◆ Extract provided ◆

╔══

CFI has simply lost all credibility.

The zombies have finally risen

They’re pounding on the walls and windows, trying to get in! Don’t let them!

That was the scene in Ohio, where people in MAGA hats and waving US and Confederate flags were protesting the restrictions that are supposed to save their lives. They were also shrieking in Michigan over the discomfiture of isolation.

These people were representative.

He’s blubbering because he needs his lawn fertilizer. She needs to get her roots done. Jesus.

They’ve got middle-class suburbanite syndrome real bad. I’ve seen this before. It’s a kind of virtue signaling — you have to keep your lawn green and uniform and well-tended, or the neighbors will look down on you. He’s terrified that he might lose the most superficial, trivial form of status. These are complacent, pathetic people who are not prepared to sacrifice anything for their community.

Zombies, every one.

The iridescence is pretty, anyway

Here’s what I do. I sit in my office in front of my computer with a pile of textbooks open to my left, and sometimes I have committee meetings over Zoom, or meetings with students over Zoom, and my eyeballs are generally locked on the screen. But I also have a window to my right which looks out over the bird feeder in my yard, and I keep my camera close at hand, and sometimes some feathered beast distracts me for a bit.

Today was a grackle day. They were all over the place. I don’t like grackles much, but I do appreciate the shiny iridescence.

Also, the chickadees are challenging me. They flit in, I raise my camera, they immediately flit away. They are hyperactive little twits who won’t pause long enough for me to get a picture, even at 1/800th of a second. This is the best I’ve gotten so far, and look at it — it’s getting ready to take off barely after it’s landed. I think they’re doing touch-and-gos on the feeder.

At least they’re keeping me semi-sane.

╚══

◆ Information shown ◆
╔══

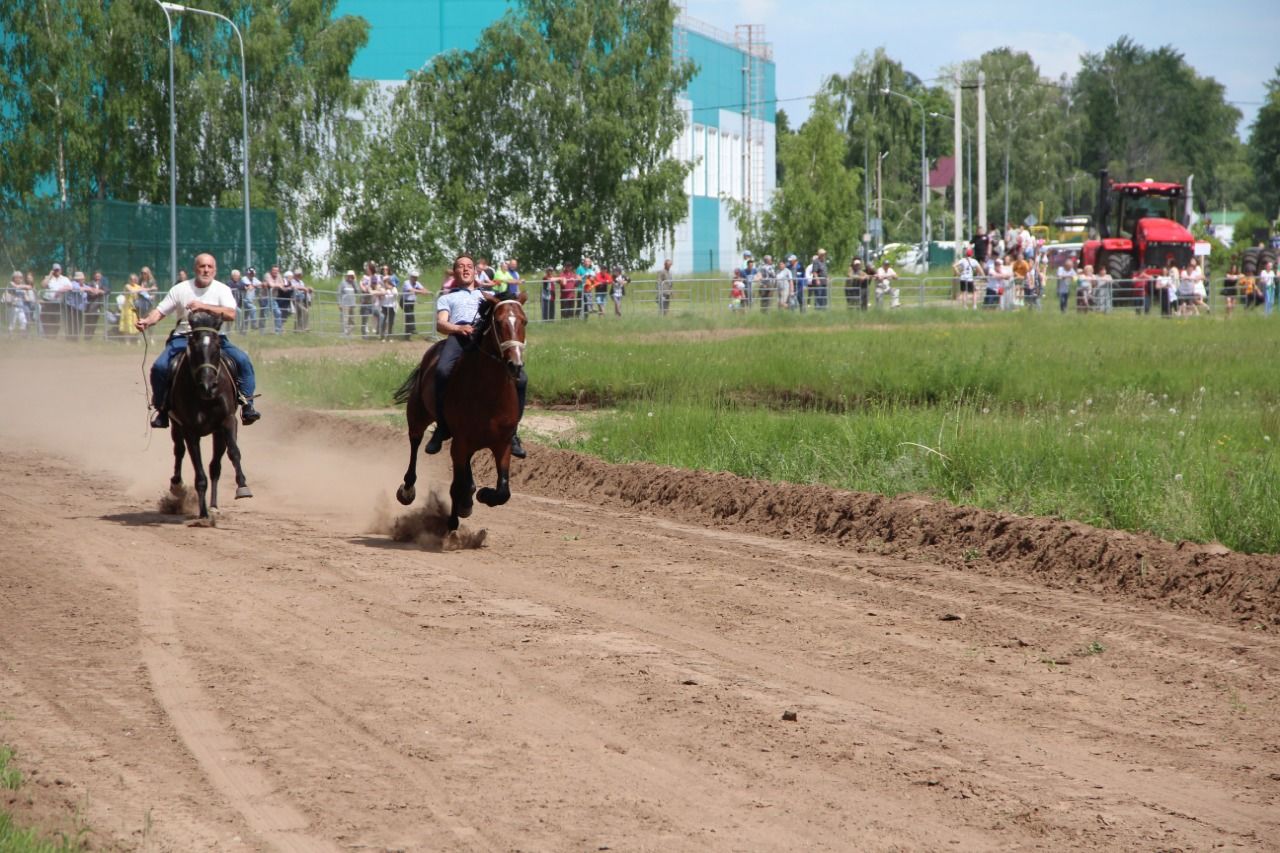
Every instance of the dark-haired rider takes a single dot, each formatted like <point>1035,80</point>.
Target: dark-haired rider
<point>457,314</point>
<point>200,293</point>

╚══

◆ What you need to do ◆
**1.** In the blog excerpt on protesters and backyard birds, at what shutter speed do the chickadees still refuse to pause long enough to be photographed?
**2.** Resume the blog excerpt on protesters and backyard birds, picking up right after its final sentence.
None of the lines are needed here.

◆ Results of the exercise ◆
**1.** 1/800th of a second.

**2.**
AAaaaaAaargh

This is hard. I’ve got decades of experience teaching face to face, and I’ve got a battery of notes and files to work from, and they’re all more or less useless right now — I have to invest so much time rewriting everything to make it work better in an online format, and further, I’ve got little interactive feedback from the students, so I don’t know if I’m making everything even more incomprehensible. I’m up late, I get up early, all focused on producing useful content, and I fall further and further behind on grading. And I’m alone at home.

I’m miserable. I need a good day of hanging out with spiders and even that is getting neglected for all this class development work that has suddenly been thrown in my lap.

Now we have to think about Fall classes — we’re having a meeting tomorrow to discuss what we’ll do if this situation continues for another six months. I fear it will. Our university has announced that it will announce a decision about Fall classes in June. Our idiot US president wants to pressure everyone to be fully open for business by early May. We’re coping with a disease with a long slow incubation period, so if we rush into business as usual we’re going to get an even bigger second wave, possibly in August, and we’re just going to have to reinvoke the stay-at-home orders again, and I’ll be doing cell biology online.

Unless the ‘rona gets me first. I don’t know which alternative to favor at this point. I suppose at least next semester I’d have a summer to prepare for it, unlike the current nightmare.